Exercise aim
Arrange the lines of the listing as a Markdown table with the columns Row and Line, leaving out blank lines. Start at the line that contains "Task: indicate the white", and continue through the end of the listing.

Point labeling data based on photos
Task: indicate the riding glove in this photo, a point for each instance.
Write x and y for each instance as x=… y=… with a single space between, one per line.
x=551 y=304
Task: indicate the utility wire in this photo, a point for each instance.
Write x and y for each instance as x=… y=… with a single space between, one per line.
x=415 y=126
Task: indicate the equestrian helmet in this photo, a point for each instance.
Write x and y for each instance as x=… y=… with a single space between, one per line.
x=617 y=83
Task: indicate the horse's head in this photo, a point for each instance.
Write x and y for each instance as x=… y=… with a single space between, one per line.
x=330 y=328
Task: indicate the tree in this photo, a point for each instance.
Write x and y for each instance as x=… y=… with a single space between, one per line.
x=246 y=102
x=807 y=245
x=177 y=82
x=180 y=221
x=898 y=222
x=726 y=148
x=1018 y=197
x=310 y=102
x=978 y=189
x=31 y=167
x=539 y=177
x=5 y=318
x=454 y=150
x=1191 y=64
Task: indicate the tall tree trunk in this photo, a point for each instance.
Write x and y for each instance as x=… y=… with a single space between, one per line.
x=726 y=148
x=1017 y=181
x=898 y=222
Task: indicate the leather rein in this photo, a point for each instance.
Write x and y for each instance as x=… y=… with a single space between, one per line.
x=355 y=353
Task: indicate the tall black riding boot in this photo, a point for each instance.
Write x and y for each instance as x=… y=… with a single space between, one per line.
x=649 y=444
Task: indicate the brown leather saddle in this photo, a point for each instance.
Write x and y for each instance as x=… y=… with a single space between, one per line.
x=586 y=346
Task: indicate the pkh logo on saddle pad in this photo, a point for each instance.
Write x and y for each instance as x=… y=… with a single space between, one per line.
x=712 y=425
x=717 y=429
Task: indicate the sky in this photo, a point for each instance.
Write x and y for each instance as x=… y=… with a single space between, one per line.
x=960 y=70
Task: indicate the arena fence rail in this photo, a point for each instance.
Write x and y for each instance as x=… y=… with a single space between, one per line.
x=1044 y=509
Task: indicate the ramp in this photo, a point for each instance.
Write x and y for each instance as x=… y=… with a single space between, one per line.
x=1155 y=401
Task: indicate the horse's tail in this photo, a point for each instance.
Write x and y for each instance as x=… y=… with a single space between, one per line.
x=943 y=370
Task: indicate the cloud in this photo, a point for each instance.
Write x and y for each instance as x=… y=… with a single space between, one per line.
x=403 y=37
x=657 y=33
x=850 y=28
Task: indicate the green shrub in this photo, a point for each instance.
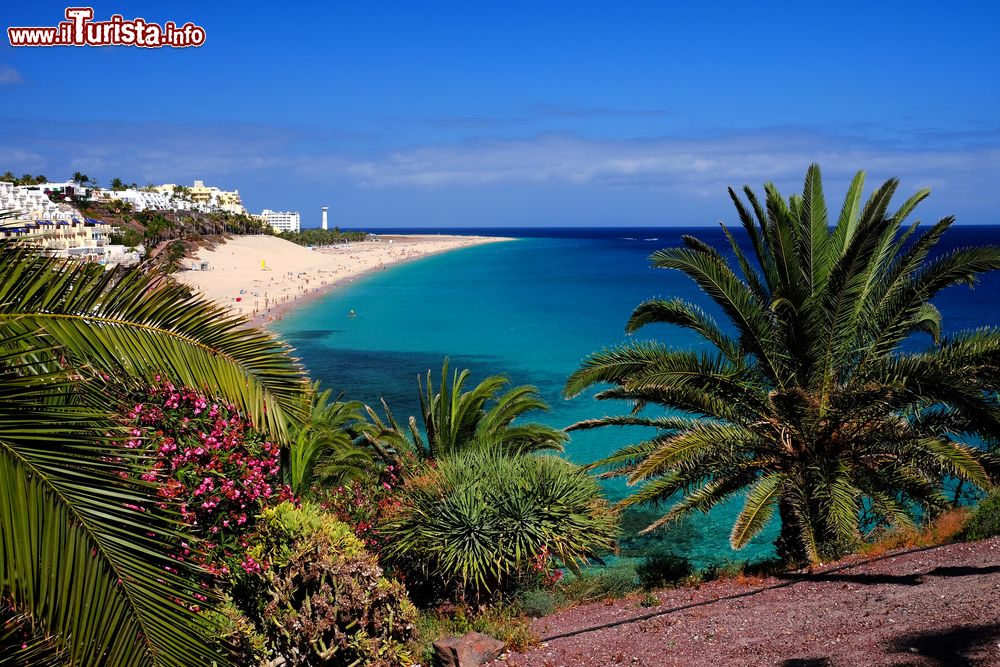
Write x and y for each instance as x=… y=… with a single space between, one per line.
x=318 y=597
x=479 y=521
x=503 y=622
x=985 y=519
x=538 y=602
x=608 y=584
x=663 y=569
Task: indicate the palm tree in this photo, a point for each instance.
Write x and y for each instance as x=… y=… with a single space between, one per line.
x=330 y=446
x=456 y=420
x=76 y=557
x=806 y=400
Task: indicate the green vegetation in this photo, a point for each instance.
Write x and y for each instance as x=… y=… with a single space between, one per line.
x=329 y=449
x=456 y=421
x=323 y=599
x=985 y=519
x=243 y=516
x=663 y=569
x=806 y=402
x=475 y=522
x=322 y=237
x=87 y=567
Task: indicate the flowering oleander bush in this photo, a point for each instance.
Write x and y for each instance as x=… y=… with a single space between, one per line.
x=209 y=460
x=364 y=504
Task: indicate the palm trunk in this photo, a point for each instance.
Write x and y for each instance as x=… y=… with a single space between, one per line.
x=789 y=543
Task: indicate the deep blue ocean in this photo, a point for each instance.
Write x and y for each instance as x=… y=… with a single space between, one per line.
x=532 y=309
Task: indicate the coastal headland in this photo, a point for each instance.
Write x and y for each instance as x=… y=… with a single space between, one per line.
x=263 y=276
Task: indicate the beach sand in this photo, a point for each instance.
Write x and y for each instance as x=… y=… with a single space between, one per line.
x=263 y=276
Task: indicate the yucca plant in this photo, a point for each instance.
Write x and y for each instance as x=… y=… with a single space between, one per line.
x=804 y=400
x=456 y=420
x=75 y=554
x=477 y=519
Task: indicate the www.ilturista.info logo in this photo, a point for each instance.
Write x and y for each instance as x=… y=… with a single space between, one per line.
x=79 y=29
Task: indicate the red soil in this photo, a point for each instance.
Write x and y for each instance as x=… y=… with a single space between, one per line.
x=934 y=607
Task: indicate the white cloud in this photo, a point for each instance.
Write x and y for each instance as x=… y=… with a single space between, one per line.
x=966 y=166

Completed task
| Row | Line |
|---|---|
| 1 | Task: indicate the white cloud in this photo, a point for each instance. |
| 2 | Write x and y for each instance as x=… y=… with a single space between, one per line. |
| 3 | x=966 y=166 |